Text segment:
========================================

Past, present mingle in collections by East Tenn. poets
EDITOR’S NOTE: Susan O’Dell Underwood and Denton Loving will appear at the 2024 Tennessee Mountain Writers Conference in Oak Ridge on April 4-6.
The Cumberland Gap farmland where Denton Loving lives suffuses the atmosphere of his poems in consistently powerful ways. Loving’s memorable debut collection, 2015’s “Crimes Against Birds,” established his ability to engage the orchards, cattle grazing fields, and barn lofts of his upbringing with fresh, original observations. Part of that unique perspective involves the pull of the dream world.
With his latest collection, “Tamp,” Loving has deepened his vision with the ever-present undertow of grief, speaking to the aftermath of his father’s death. “Tamp” opens with “Another River of the Underworld,” a tense, evocative dreamscape. The speaker tells us, “I walk the banks / of an ancient, unnamed river / surrounding the island of my dead.”

========================================

Raw records:
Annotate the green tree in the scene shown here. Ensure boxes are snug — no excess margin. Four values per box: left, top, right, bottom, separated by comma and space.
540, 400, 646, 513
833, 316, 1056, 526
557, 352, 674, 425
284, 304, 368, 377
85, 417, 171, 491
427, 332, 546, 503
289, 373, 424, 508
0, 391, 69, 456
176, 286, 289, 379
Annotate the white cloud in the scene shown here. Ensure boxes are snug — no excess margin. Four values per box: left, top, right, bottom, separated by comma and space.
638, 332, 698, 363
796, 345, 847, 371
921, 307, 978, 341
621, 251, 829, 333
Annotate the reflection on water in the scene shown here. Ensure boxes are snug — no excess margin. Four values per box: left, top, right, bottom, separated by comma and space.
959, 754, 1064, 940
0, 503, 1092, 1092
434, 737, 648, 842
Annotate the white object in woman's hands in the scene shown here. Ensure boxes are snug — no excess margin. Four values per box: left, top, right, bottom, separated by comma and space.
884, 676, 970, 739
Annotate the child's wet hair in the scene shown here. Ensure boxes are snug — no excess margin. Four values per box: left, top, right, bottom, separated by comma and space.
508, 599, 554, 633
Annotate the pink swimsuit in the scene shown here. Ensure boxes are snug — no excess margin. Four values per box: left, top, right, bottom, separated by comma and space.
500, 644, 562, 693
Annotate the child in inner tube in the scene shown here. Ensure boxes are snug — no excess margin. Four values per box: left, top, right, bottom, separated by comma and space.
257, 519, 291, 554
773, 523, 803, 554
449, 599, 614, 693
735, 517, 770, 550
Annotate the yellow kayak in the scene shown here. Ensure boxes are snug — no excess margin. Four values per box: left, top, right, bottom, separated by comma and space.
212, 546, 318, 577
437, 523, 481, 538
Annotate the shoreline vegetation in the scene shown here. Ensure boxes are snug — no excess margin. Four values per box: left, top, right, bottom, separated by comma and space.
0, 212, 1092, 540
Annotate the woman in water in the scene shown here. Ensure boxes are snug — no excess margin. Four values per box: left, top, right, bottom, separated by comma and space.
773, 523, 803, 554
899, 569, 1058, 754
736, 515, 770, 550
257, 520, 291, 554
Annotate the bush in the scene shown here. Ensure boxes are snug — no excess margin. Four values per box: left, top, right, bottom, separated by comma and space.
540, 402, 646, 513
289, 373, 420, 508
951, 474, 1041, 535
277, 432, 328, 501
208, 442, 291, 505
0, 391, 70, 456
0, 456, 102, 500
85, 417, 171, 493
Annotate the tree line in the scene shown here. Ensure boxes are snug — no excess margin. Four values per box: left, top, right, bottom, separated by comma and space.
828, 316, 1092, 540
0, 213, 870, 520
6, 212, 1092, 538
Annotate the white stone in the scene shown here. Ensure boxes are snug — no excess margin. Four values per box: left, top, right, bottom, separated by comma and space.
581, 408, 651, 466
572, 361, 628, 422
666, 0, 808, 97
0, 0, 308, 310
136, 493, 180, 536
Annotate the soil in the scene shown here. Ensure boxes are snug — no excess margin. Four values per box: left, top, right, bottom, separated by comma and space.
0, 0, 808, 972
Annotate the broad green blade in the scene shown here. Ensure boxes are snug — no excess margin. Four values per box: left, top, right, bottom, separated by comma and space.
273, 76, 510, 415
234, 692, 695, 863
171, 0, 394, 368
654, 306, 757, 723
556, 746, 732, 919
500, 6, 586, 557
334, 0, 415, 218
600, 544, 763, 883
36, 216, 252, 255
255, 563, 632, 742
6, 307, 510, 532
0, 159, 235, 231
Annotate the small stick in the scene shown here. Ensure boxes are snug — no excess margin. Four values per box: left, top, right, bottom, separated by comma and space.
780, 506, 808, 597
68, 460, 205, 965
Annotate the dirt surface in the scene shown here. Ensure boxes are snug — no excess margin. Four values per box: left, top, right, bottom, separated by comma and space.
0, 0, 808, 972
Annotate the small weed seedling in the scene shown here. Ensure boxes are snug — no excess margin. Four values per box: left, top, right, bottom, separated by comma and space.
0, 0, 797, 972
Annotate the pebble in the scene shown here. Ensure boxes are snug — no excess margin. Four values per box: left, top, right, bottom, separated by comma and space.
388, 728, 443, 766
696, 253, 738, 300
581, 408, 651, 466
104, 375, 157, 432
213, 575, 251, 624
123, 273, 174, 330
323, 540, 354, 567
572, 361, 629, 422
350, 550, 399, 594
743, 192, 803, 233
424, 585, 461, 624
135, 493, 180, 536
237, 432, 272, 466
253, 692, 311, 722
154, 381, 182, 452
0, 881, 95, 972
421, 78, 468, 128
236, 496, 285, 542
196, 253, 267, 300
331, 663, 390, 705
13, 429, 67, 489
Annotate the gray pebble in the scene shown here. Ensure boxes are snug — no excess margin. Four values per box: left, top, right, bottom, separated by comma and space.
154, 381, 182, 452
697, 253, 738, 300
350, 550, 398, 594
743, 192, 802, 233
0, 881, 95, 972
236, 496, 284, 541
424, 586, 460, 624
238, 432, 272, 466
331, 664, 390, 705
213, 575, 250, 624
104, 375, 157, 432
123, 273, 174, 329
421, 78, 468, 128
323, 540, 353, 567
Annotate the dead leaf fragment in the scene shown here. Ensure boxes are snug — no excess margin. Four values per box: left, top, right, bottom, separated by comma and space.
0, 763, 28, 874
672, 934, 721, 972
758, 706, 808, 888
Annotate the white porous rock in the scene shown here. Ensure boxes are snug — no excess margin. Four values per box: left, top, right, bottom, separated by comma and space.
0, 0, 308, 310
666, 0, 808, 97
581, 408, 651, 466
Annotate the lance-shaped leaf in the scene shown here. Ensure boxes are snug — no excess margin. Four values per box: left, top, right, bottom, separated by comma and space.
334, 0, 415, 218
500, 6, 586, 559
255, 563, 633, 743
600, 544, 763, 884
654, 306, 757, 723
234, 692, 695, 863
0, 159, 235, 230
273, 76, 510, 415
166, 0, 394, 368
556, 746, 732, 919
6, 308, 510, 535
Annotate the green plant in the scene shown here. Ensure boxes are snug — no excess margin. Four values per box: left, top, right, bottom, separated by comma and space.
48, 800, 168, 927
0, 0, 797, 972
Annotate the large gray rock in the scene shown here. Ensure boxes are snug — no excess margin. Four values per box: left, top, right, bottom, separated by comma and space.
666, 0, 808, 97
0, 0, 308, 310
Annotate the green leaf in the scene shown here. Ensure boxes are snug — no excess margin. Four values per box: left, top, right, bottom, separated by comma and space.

========================================

Exercises:
(1) According to the review of the East Tennessee poets, what was the title of Denton Loving's debut collection?
(2) Write the next part of the review of the East Tennessee poetry collections, picking up after its final sentence.

Outputs by task:
(1) His debut collection was "Crimes Against Birds," published in 2015.

(2)
These lines set the tone for the rest of the collection, in which the underworld of dreams always hovers close. In Loving’s poems dreams provide a constant source of both mystery and understanding. “So much else / remains obscure, but this I know: / sleep is another kind of prayer.”
These tensions within the poems create a sense of haunting immediacy. Whether the speaker is feeling baffled that everyday life continues despite his acute grief or remembering by name some of the cows he held in special affection during childhood, each poem stretches taut between our perception of the material world around us and the ineffable, inescapable pull of a deeper world.
The modern-day Appalachians who populate East Tennessee native Susan O’Dell Underwood’s poems maintain a split consciousness, hovering between the present and the past. “Splinter’s” two opening poems, “Appalachian Diaspora” and “Holler,” establish Underwood’s perspective on the complex legacy of Appalachians leaving home for economic and educational opportunity − whether they leave for their own motivations or must flee collapsing industry, farmland losses, or ecological upheavals.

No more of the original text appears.